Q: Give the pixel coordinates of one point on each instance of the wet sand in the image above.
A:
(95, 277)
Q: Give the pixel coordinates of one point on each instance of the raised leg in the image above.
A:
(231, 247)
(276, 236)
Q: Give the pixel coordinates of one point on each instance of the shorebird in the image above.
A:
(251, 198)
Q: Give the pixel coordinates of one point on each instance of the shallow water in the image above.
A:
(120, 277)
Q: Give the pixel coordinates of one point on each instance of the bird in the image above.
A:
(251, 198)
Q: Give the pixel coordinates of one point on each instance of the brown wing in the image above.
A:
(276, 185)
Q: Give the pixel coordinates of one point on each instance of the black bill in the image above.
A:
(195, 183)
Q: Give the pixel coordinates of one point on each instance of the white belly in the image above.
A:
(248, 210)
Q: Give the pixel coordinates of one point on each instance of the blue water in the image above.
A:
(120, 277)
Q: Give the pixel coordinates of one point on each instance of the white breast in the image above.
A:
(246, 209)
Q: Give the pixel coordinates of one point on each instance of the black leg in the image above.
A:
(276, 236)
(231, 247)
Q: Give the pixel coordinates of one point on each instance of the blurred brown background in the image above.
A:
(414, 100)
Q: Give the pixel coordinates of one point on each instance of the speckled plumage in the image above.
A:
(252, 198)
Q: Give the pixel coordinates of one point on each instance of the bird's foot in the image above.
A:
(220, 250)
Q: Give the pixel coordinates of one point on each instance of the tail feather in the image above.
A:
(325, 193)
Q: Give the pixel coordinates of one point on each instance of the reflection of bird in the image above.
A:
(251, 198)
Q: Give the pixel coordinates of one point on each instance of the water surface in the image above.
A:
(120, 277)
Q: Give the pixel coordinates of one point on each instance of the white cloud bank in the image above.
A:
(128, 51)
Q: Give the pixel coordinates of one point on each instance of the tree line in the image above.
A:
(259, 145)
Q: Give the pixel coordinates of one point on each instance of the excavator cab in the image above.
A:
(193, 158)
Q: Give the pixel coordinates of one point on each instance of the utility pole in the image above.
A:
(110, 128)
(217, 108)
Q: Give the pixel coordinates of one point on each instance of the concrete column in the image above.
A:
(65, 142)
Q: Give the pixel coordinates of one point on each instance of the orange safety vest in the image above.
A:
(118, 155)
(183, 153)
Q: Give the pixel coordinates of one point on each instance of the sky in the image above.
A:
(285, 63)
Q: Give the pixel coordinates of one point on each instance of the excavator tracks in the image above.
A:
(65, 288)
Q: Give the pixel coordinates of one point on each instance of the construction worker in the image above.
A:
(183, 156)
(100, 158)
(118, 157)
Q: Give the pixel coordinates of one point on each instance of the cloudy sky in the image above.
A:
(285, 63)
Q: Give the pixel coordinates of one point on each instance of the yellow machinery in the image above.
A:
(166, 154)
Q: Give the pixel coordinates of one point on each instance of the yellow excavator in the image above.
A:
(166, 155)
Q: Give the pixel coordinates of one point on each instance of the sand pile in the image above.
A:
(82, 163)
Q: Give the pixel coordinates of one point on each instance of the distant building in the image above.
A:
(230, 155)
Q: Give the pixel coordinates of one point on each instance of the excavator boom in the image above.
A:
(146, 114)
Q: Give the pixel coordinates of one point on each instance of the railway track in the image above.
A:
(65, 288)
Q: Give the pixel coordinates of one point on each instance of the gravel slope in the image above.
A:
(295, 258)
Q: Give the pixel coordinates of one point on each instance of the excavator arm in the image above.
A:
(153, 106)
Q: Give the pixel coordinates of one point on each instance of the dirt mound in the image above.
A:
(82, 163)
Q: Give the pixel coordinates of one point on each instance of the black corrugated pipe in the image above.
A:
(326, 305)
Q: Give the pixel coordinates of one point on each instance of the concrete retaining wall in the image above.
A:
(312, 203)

---

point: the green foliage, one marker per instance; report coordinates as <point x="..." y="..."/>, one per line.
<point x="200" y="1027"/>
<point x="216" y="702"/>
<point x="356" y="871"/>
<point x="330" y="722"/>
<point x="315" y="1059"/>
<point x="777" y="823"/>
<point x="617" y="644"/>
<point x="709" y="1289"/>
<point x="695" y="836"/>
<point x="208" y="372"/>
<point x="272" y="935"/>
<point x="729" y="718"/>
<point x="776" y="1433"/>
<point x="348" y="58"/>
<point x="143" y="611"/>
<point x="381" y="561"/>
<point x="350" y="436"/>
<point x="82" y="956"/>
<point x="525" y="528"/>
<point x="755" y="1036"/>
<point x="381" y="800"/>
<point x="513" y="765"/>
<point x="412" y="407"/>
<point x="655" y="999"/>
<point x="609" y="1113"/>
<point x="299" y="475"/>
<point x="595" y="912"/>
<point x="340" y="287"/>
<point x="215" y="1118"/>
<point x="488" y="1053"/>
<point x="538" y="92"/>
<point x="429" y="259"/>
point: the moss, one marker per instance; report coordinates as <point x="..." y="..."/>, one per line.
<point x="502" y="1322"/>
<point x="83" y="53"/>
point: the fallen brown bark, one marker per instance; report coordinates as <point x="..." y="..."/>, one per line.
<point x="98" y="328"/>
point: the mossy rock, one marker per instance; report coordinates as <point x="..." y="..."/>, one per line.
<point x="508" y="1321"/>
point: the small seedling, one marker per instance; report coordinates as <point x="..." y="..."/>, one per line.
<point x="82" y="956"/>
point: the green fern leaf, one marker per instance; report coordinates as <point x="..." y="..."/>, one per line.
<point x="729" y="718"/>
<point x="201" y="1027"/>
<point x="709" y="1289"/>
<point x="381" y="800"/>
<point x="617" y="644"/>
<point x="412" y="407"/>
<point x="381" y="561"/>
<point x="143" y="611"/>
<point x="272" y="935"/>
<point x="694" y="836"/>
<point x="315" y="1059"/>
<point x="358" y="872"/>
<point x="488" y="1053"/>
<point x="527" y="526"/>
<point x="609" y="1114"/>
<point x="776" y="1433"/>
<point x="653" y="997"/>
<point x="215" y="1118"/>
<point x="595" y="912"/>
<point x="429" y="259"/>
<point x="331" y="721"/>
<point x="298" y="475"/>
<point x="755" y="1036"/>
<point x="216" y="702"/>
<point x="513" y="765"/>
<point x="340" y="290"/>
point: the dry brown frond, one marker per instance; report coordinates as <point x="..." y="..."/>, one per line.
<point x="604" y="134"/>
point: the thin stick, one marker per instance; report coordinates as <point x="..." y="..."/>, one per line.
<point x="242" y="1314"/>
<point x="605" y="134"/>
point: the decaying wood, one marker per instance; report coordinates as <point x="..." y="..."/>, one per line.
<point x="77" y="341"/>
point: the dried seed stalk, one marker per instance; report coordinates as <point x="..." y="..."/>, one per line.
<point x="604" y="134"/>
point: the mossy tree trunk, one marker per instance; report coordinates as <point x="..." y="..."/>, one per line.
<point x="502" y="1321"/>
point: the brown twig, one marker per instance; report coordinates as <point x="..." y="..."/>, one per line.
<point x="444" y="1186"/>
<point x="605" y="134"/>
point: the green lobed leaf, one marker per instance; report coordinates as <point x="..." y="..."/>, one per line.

...

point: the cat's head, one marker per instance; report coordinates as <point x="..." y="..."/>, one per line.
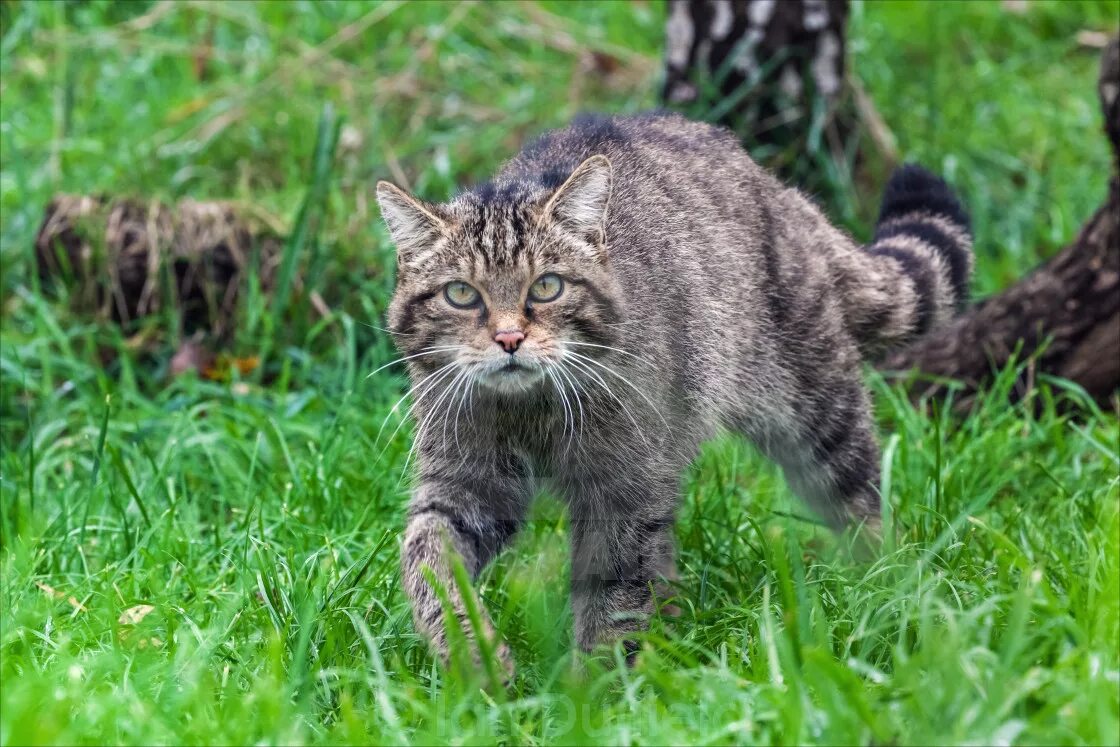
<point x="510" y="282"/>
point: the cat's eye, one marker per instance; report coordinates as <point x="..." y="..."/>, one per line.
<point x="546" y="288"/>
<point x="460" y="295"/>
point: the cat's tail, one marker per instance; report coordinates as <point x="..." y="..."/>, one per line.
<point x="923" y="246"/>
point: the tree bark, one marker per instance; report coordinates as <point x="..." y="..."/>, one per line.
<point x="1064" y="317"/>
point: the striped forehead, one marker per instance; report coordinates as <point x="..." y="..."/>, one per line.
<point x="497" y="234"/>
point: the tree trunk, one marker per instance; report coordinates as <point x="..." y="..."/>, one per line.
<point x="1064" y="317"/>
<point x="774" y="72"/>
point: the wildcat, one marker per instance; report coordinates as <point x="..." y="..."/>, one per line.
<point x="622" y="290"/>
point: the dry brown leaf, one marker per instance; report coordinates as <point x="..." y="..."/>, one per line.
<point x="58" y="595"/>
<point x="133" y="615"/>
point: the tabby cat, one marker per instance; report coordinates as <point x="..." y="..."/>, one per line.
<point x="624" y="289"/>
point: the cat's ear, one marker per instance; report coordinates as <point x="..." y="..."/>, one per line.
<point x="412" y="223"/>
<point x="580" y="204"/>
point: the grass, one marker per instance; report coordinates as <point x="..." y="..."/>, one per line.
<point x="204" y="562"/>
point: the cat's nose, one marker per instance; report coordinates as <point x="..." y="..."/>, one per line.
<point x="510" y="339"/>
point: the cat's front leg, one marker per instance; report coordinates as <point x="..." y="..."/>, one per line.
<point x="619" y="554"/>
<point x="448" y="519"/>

» **Task objective**: Check the records above and copy each line that has the string "yellow".

» **Answer box**:
Q: Give the pixel coordinates of one point on each instance of the yellow machinery in the image above.
Q: Give the pixel coordinates of one point on each instance of the yellow excavator in the image above.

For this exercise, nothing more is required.